#### TO-DO ITEM
Rewrite the records below, changing every "positive clicks" to "foreground clicks" and leaving everything else as it is.

#### TASK DATA
· · · · · · ·

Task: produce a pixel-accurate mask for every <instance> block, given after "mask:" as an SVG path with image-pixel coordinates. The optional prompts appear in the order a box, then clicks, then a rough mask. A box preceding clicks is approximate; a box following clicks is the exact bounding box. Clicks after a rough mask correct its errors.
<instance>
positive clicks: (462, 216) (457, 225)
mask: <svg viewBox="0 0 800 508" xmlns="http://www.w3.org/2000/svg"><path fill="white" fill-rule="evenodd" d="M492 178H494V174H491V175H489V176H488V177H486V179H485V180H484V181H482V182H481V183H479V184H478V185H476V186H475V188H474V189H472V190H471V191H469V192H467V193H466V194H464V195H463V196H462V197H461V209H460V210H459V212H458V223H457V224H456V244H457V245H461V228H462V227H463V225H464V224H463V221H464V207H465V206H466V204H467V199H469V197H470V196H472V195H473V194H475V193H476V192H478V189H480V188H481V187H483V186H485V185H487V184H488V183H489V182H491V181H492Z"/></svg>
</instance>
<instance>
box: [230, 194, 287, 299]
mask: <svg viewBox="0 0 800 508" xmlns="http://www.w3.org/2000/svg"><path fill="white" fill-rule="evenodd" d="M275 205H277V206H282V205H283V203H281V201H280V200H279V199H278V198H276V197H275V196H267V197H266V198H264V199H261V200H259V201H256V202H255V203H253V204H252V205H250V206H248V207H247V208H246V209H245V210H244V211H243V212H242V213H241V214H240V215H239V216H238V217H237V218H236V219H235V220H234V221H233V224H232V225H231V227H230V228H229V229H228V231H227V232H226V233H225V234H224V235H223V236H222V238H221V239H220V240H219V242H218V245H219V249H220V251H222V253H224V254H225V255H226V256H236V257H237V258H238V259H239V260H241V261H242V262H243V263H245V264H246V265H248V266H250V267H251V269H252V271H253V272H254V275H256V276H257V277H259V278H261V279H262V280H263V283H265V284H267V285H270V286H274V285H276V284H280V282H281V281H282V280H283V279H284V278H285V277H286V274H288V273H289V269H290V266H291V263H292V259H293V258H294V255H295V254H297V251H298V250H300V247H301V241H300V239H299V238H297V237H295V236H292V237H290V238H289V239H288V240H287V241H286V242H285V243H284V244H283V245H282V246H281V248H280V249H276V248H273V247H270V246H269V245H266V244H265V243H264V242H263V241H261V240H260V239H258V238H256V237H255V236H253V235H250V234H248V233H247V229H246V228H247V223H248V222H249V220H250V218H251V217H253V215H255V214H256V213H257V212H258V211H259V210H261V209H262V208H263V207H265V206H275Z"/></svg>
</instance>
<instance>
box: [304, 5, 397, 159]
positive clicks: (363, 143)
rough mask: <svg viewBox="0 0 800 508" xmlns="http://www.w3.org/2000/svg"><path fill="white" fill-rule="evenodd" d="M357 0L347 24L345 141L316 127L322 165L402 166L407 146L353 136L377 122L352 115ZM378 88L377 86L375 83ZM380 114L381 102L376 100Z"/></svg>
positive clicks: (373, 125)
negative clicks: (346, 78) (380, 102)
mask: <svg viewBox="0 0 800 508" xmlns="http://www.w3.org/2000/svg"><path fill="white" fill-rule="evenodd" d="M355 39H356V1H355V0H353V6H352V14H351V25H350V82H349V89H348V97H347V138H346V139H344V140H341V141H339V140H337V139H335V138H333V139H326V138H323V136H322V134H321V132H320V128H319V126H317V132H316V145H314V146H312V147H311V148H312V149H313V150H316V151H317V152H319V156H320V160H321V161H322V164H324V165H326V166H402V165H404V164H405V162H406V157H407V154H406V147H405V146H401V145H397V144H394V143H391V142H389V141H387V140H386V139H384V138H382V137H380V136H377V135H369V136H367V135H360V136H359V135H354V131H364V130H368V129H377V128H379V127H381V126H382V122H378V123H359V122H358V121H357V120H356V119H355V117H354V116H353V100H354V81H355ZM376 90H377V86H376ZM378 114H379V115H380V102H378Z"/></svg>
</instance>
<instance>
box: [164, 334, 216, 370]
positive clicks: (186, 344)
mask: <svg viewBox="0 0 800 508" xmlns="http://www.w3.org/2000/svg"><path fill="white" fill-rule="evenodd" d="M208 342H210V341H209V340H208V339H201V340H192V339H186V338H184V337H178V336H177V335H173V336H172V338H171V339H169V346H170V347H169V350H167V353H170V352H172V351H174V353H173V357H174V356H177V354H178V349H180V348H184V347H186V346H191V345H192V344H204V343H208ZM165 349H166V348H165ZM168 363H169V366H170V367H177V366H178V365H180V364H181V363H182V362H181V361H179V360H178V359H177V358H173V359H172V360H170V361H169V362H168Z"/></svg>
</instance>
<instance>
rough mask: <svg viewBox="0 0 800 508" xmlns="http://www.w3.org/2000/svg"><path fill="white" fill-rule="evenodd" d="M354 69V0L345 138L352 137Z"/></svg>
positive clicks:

· · · · · · ·

#### EXERCISE OUTPUT
Task: produce a pixel-accurate mask for every <instance> block, given after "mask:" as an SVG path with image-pixel coordinates. The optional prompts appear in the order a box, then clicks, then a rough mask. A box preceding clicks is approximate; a box following clicks is the exact bounding box. Clicks after a rough mask correct its errors.
<instance>
foreground clicks: (462, 216) (457, 225)
mask: <svg viewBox="0 0 800 508" xmlns="http://www.w3.org/2000/svg"><path fill="white" fill-rule="evenodd" d="M492 178H494V174H491V175H489V176H488V177H486V179H485V180H484V181H482V182H481V183H479V184H478V185H476V186H475V188H474V189H472V190H471V191H469V192H467V193H466V194H464V195H463V196H462V197H461V209H460V210H459V212H458V223H457V224H456V244H457V245H461V228H462V227H463V225H464V224H463V221H464V207H465V206H466V204H467V199H469V197H470V196H472V195H473V194H475V193H476V192H478V189H480V188H481V187H483V186H485V185H487V184H488V183H489V182H491V181H492Z"/></svg>
</instance>
<instance>
box: [230, 194, 287, 299]
mask: <svg viewBox="0 0 800 508" xmlns="http://www.w3.org/2000/svg"><path fill="white" fill-rule="evenodd" d="M275 205H277V206H282V205H283V203H281V201H280V200H279V199H278V198H276V197H275V196H267V197H266V198H264V199H261V200H259V201H256V202H255V203H253V204H252V205H250V206H248V207H247V208H246V209H245V210H244V211H243V212H242V213H241V214H240V215H239V216H238V217H237V218H236V219H235V220H234V221H233V224H232V225H231V227H230V228H229V229H228V231H227V232H226V233H225V234H224V235H223V236H222V238H221V239H220V240H219V242H218V245H219V249H220V251H222V253H224V254H225V255H226V256H236V257H237V258H238V259H239V260H241V261H242V262H243V263H245V264H246V265H248V266H250V267H251V269H252V271H253V272H254V275H256V276H257V277H259V278H261V279H262V280H263V283H265V284H267V285H270V286H274V285H276V284H280V282H281V281H282V280H283V279H284V278H285V277H286V274H288V273H289V269H290V266H291V263H292V259H293V258H294V255H295V254H297V251H298V250H300V247H301V241H300V239H299V238H297V237H295V236H292V237H290V238H289V239H288V240H287V241H286V242H285V243H284V244H283V245H282V246H281V248H280V249H276V248H273V247H270V246H269V245H266V244H265V243H264V242H263V241H261V240H260V239H258V238H256V237H255V236H253V235H250V234H248V233H247V229H246V228H247V223H248V222H249V220H250V218H251V217H253V215H255V214H256V213H257V212H258V211H259V210H261V209H262V208H263V207H265V206H275Z"/></svg>
</instance>
<instance>
box: [304, 5, 397, 159]
foreground clicks: (363, 143)
rough mask: <svg viewBox="0 0 800 508" xmlns="http://www.w3.org/2000/svg"><path fill="white" fill-rule="evenodd" d="M357 0L347 24L345 141L316 127L322 165L402 166L407 146L353 136L377 122L352 115ZM378 88L377 86L375 83ZM380 114L381 102L376 100Z"/></svg>
foreground clicks: (373, 125)
negative clicks: (346, 78) (380, 102)
mask: <svg viewBox="0 0 800 508" xmlns="http://www.w3.org/2000/svg"><path fill="white" fill-rule="evenodd" d="M355 39H356V1H355V0H353V6H352V14H351V25H350V82H349V89H348V97H347V138H346V139H344V140H341V141H339V140H337V139H335V138H333V139H326V138H323V136H322V134H321V132H320V128H319V126H317V132H316V145H314V146H312V147H311V148H312V149H313V150H316V151H317V152H319V156H320V160H321V161H322V164H324V165H326V166H402V165H404V164H405V162H406V157H407V154H406V147H405V146H401V145H397V144H394V143H391V142H389V141H387V140H386V139H384V138H382V137H380V136H377V135H369V136H367V135H360V136H359V135H354V131H364V130H368V129H377V128H379V127H381V126H382V122H378V123H359V122H358V121H357V120H356V119H355V117H354V116H353V100H354V81H355ZM376 90H377V86H376ZM378 114H379V115H380V102H378Z"/></svg>
</instance>
<instance>
box: [164, 334, 216, 370]
foreground clicks: (186, 344)
mask: <svg viewBox="0 0 800 508" xmlns="http://www.w3.org/2000/svg"><path fill="white" fill-rule="evenodd" d="M208 342H210V341H209V340H208V339H201V340H192V339H186V338H184V337H178V336H177V335H173V336H172V338H171V339H169V346H170V347H169V350H167V353H170V352H172V351H174V353H173V357H174V356H177V354H178V349H180V348H184V347H186V346H191V345H192V344H204V343H208ZM165 349H166V348H165ZM168 363H169V366H170V367H177V366H178V365H180V364H181V363H182V362H181V361H179V360H178V359H177V358H173V359H172V360H170V361H169V362H168Z"/></svg>
</instance>
<instance>
rough mask: <svg viewBox="0 0 800 508" xmlns="http://www.w3.org/2000/svg"><path fill="white" fill-rule="evenodd" d="M354 69V0L345 138L352 137Z"/></svg>
foreground clicks:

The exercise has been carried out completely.